**REQUIREMENTS**
Reproduce all entries precisely as they are written.

**INFORMATION SHOWN**
━━━━━━━━━━━━━━━━━━━━━━━━━━━━━━
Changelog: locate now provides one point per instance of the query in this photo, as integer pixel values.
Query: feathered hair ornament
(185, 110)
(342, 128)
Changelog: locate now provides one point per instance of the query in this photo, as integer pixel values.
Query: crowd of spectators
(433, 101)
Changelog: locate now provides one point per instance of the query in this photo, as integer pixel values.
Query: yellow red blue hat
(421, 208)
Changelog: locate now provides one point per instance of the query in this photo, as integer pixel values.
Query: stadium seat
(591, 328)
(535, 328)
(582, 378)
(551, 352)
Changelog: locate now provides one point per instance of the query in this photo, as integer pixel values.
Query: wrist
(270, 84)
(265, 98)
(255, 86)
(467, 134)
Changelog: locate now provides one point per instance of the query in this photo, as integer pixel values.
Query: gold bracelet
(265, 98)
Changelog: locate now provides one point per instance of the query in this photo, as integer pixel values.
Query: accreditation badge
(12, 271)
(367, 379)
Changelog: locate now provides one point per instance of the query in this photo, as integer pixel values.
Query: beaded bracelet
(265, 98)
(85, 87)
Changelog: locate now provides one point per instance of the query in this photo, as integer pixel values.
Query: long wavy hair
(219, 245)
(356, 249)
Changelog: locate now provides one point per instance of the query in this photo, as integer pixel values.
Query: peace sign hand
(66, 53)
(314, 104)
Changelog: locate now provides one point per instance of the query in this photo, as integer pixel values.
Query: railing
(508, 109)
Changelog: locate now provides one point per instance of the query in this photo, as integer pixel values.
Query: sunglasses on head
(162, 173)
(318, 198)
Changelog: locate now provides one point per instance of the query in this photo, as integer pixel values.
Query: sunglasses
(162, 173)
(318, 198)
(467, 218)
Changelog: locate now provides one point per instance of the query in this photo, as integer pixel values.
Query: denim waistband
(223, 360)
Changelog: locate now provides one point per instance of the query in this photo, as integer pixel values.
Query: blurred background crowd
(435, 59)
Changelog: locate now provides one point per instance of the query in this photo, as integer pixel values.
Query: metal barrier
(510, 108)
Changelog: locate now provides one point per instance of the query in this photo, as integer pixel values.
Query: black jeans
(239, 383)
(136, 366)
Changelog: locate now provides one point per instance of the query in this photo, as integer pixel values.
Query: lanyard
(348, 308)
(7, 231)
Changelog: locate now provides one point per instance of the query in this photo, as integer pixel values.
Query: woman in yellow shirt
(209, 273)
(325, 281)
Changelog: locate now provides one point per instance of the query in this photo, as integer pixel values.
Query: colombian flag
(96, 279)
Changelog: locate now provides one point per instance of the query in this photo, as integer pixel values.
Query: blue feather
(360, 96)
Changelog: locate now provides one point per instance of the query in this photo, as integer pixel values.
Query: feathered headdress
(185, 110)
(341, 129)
━━━━━━━━━━━━━━━━━━━━━━━━━━━━━━
**FULL RESPONSE**
Changelog: locate now provides one point per instance of the query in this photo, as integer pixel values.
Query: feathered hair ornament
(185, 110)
(342, 128)
Changelog: locate now provides one point per instance of the query in this photo, as integer pixel values.
Query: crowd of spectators
(433, 101)
Changelog: locate now provides one point per instance of the query in this photo, as integer pixel values.
Query: yellow red blue hat
(421, 208)
Changelog: locate now provides one point per instance of the query in this photo, as integer pixel values.
Query: stadium seat
(591, 328)
(535, 328)
(582, 378)
(551, 352)
Changelog: locate now provides one point per instance of the query in this photo, as integer pixel values.
Query: wrist
(270, 84)
(265, 98)
(255, 86)
(467, 134)
Changelog: locate now provides one point per instance of the query in this photo, as integer pixel values.
Query: gold bracelet
(265, 98)
Changelog: locate now provides one point per instance of the query in this photo, as integer pixel values.
Query: accreditation badge
(12, 271)
(367, 379)
Changelog: locate now provides one point per instance of the query in this photo, as integer pixel values.
Query: beaded bracelet
(265, 98)
(85, 87)
Changelog: locate now provides one point per instance of the query in this photo, as integer pixel values.
Query: long wavy hair
(219, 245)
(356, 249)
Changelog: locate now provides one point per instance of the query in this photo, as integer pixel values.
Query: peace sign hand
(66, 53)
(314, 104)
Changelog: locate now provides one point per instance of the query in this photo, as integer pixel values.
Query: railing
(508, 109)
Changelog: locate now provides one point per instance of the query in this photo, as integer pixel values.
Query: sunglasses on head
(162, 173)
(318, 198)
Changelog: locate now provides one point per instance of the query in this photo, as integer pixel values.
Query: sunglasses
(162, 173)
(318, 198)
(467, 218)
Changelog: locate now provides one point per instance of the query in this photo, as integer pixel values.
Query: denim waistband
(223, 360)
Changelog: locate now provides one point per instance of the query in this photo, as integer pixel values.
Query: blurred background crowd
(435, 59)
Changelog: locate now provides one point per instance of the query in this photo, as integer pixel values.
Query: metal barrier
(510, 108)
Changelog: locate now provides one point per instance of the query in this photo, as integer pixel values.
Query: black jeans
(239, 383)
(136, 366)
Changelog: locate now provides one point per instance of the query in this photo, as integer pixel values.
Query: lanyard
(348, 308)
(7, 231)
Changelog: locate now provides one point per instance of the query in this photo, as integer pixel values.
Query: woman in yellow shirt
(209, 273)
(325, 281)
Changelog: locate now provides one point per instance of the query in this photo, as integer pixel values.
Query: colombian flag
(96, 279)
Changelog: locate now provides one point per instance of the query in this photo, as integer pixel values.
Query: blue feather
(360, 96)
Changelog: locate now provides one point per instance of the query in this photo, as integer pixel values.
Query: feathered headdress
(185, 110)
(341, 129)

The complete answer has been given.